▶ _Work task_:
Retype exactly the lines of the listing below from the one with "find the rippled water surface" through the last, both included, and leave every picture out.

▶ _Data for this task_:
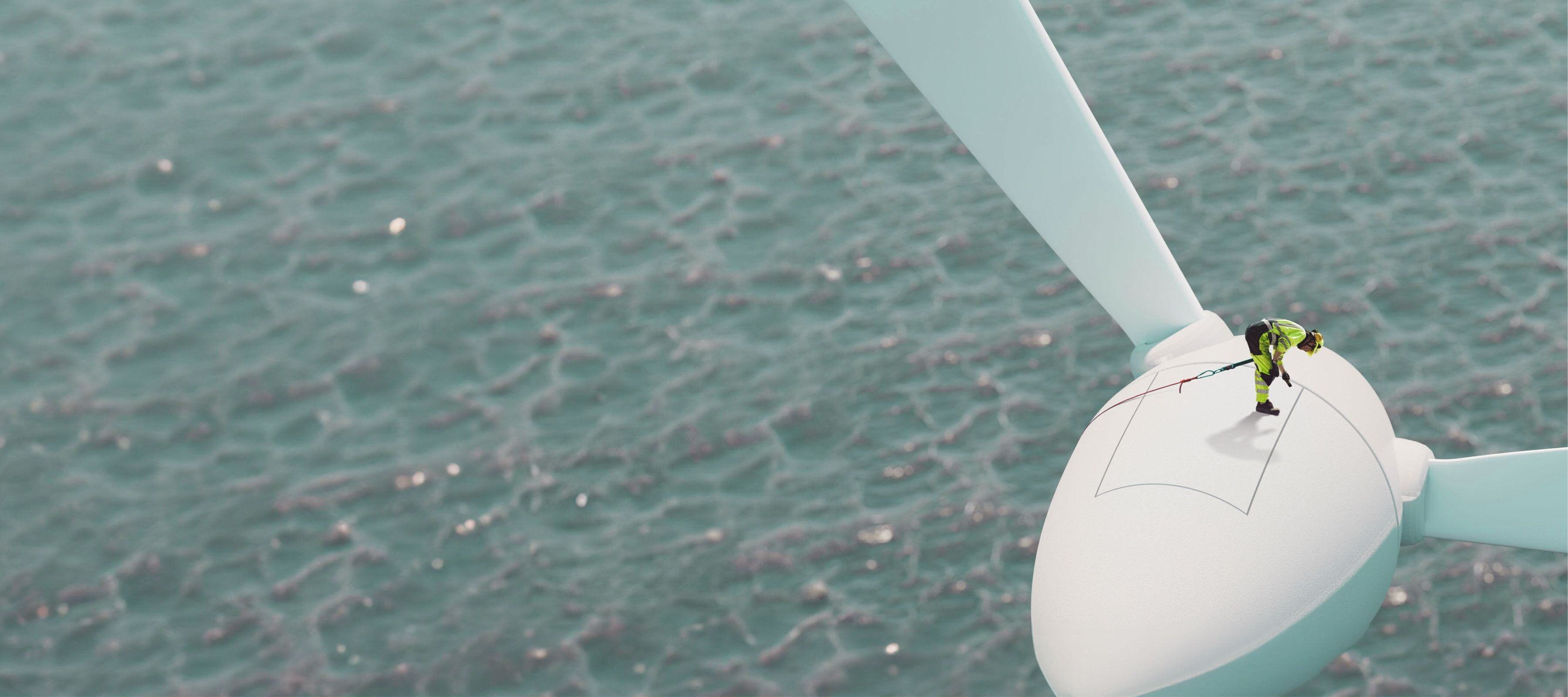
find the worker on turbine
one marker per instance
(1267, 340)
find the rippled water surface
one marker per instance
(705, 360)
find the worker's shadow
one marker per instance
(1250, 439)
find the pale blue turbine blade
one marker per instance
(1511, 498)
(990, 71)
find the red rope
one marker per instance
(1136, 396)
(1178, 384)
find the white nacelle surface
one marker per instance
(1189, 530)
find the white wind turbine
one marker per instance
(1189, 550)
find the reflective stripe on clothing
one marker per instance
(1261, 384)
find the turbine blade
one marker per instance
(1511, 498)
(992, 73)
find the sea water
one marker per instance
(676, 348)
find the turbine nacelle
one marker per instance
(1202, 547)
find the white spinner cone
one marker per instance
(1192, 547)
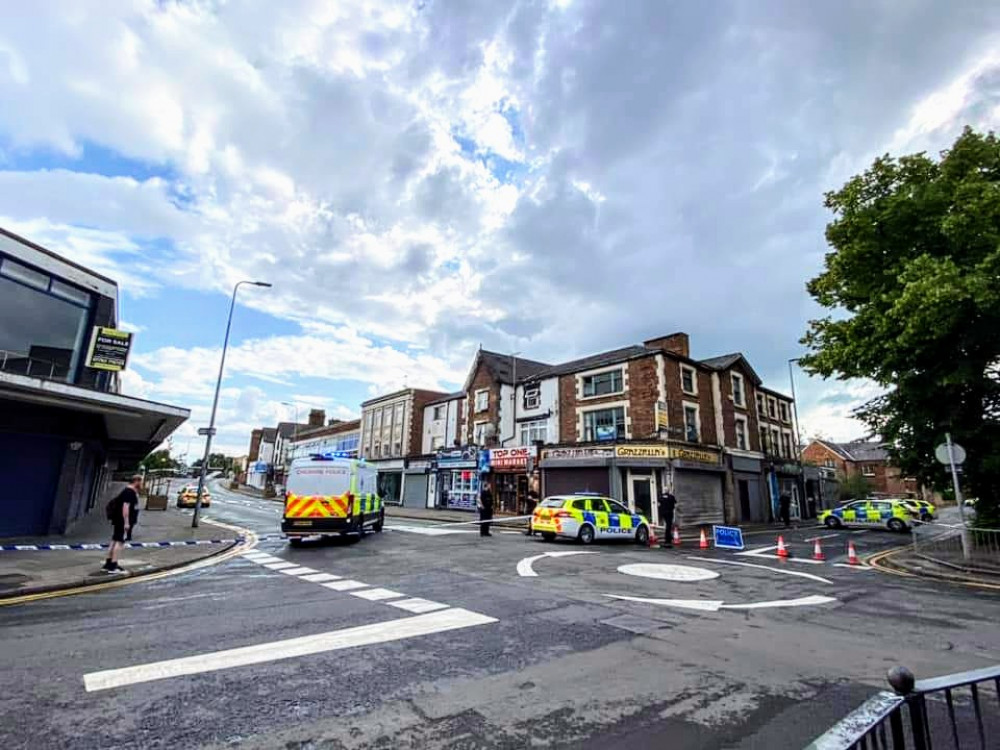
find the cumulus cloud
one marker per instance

▶ _Answer for the task_:
find the rippled water surface
one marker per instance
(705, 360)
find the worker's shadow
one marker per instance
(1250, 439)
find the pale blue turbine blade
one marker per instance
(1511, 498)
(990, 71)
find the red rope
one marker per instance
(1136, 396)
(1178, 384)
find the white nacelle surface
one marker per instance
(1189, 530)
find the white wind turbine
one marker per instance
(1189, 550)
find the reflective stripe on clothing
one marker per instance
(1261, 384)
find the turbine blade
one marker per instance
(1511, 498)
(992, 73)
find the sea water
one marker per instance
(676, 348)
find the turbine nacelle
one marker per instance
(1202, 547)
find the white spinner cone
one marker per instance
(1192, 547)
find the cumulus cloud
one marker per instance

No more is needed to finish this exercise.